» **DATA EXCERPTS**:
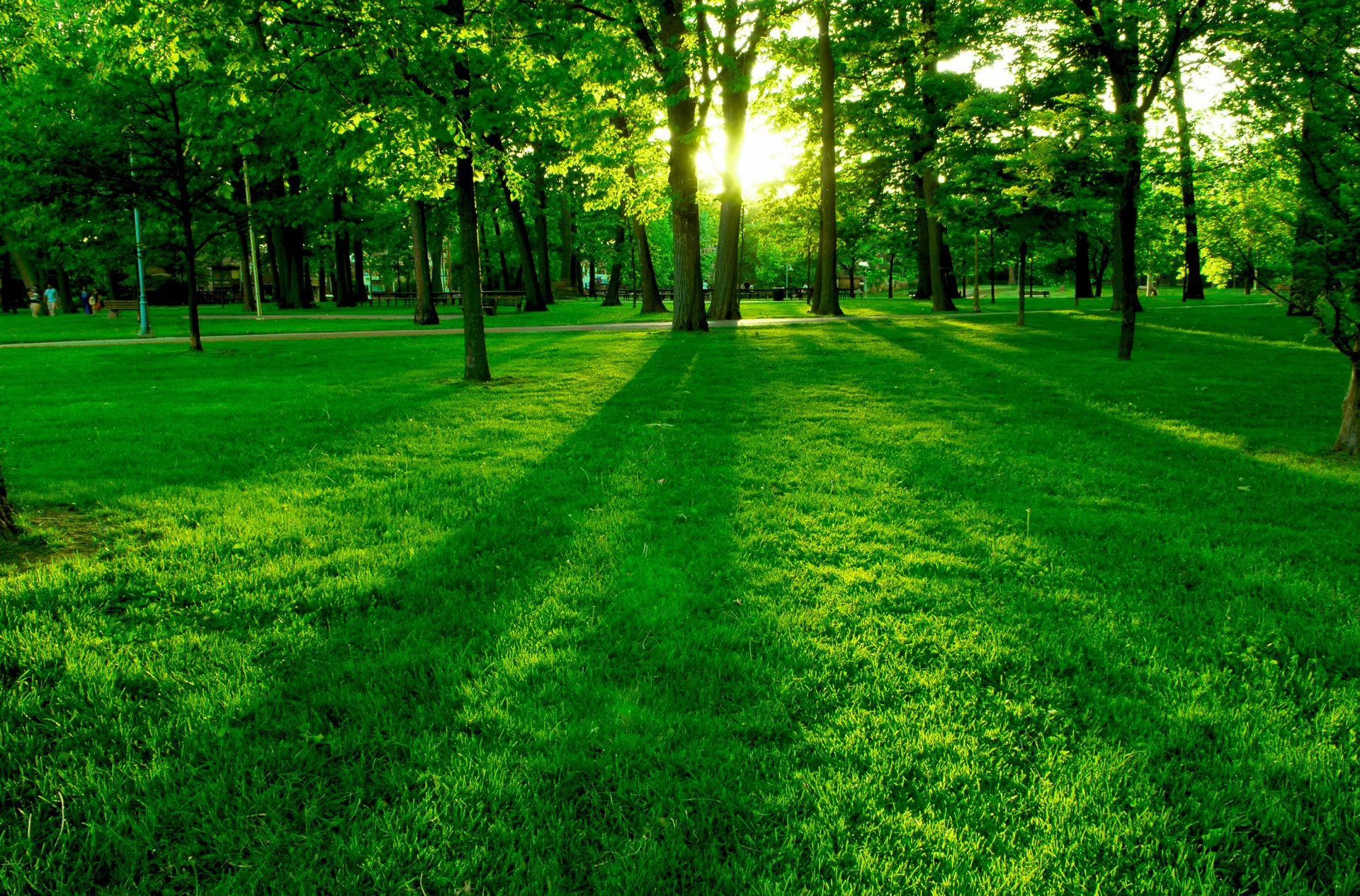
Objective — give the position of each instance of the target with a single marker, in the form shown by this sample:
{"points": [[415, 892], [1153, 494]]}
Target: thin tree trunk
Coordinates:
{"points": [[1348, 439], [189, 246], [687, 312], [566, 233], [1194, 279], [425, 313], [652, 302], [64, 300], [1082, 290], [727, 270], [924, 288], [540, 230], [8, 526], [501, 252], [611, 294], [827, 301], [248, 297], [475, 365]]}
...
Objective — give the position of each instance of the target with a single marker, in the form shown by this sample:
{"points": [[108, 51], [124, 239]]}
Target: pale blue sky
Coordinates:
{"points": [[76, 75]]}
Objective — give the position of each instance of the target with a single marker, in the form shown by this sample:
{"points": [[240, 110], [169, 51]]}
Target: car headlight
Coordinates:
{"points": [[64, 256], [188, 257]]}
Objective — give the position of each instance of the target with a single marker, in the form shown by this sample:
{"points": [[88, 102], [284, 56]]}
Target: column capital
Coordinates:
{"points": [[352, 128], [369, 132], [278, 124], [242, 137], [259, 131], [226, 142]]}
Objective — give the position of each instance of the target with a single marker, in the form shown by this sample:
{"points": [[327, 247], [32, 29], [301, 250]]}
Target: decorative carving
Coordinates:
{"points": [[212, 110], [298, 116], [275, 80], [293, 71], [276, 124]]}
...
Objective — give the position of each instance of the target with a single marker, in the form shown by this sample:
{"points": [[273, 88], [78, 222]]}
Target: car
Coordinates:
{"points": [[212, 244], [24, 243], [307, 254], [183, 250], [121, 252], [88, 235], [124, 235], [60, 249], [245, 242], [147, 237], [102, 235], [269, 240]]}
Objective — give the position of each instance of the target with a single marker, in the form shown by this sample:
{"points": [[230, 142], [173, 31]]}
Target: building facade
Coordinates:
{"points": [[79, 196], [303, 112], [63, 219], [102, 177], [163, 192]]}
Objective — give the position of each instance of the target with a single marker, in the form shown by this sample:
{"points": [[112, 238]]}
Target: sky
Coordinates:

» **EXERCISE AIM**:
Look above for the line holding "Target: car headlight", then set down exactly that line and every line after it up to and including the line holding "Target: column capital", with nothing else.

» **WRITTEN ANSWER**:
Target: car headlight
Coordinates:
{"points": [[64, 256], [188, 257]]}
Objective — give the position of each instance of the target with a single marker, in the form shown by this sample:
{"points": [[88, 102], [284, 56]]}
Target: column capital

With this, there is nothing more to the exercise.